Task inputs –
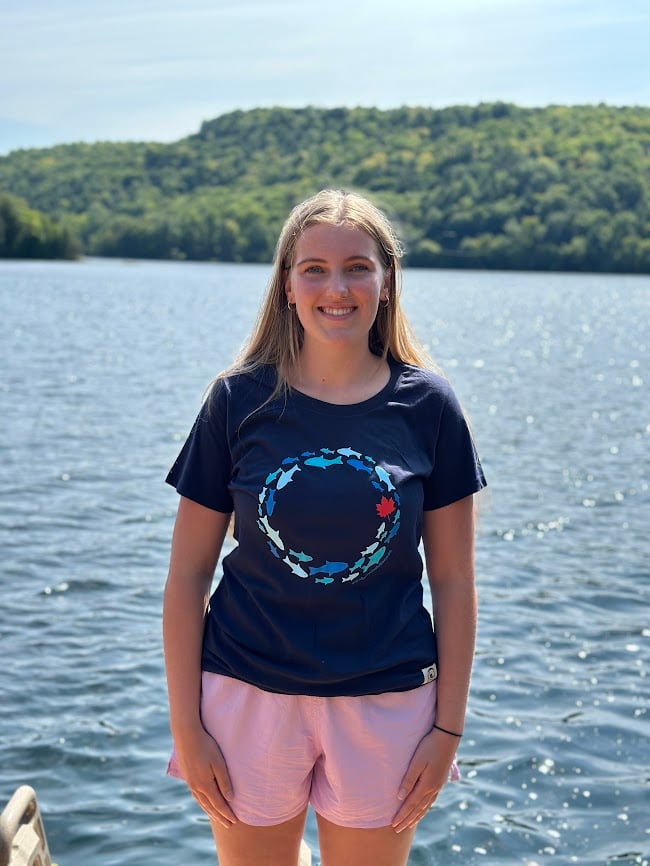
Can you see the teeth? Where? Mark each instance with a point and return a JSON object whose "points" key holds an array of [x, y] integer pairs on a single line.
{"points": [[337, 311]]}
--
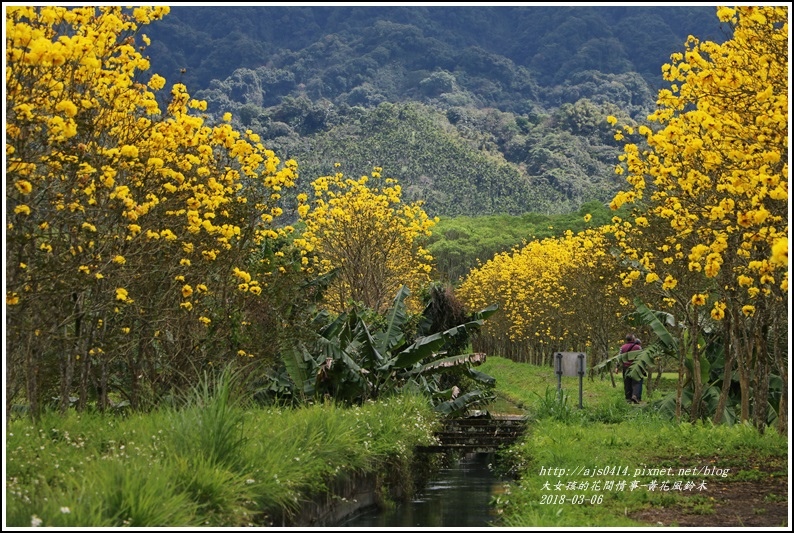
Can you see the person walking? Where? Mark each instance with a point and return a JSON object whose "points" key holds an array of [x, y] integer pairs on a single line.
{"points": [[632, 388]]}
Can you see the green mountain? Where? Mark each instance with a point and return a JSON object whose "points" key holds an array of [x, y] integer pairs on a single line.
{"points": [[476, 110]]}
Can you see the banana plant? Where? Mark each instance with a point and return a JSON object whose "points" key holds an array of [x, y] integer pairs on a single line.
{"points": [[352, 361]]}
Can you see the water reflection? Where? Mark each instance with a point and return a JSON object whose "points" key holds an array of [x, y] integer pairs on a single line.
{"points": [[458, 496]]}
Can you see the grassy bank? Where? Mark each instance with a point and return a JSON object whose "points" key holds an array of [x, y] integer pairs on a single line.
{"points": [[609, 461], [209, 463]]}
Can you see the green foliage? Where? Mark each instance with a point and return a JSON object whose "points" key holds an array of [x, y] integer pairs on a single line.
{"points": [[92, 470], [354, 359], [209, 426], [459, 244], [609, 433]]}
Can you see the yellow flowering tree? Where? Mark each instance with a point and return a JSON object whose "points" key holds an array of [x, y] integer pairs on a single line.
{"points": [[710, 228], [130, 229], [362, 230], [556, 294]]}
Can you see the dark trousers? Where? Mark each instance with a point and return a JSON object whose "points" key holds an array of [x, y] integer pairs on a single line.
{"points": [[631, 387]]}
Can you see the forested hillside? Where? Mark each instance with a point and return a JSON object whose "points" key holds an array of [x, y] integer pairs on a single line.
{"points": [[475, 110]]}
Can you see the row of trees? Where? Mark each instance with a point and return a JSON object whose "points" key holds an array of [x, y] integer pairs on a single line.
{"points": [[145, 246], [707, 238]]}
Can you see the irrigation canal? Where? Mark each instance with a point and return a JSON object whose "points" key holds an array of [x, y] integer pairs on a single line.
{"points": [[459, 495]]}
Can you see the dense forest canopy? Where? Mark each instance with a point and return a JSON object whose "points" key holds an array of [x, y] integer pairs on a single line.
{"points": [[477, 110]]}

Do this – Please return every line from the items above that contains the word "green", copying each one in full and unchanged.

Response to this task –
Can you see the green mountain? Where? Mark each instance with a point and return a JSON object whose "points" key holds an array of [x, y] integer pairs on a single line.
Can you see the green foliage? Where? Mark each instance with a point and return a JSON object whose "points" key holds an array of [x, y] integer pairs on a single line.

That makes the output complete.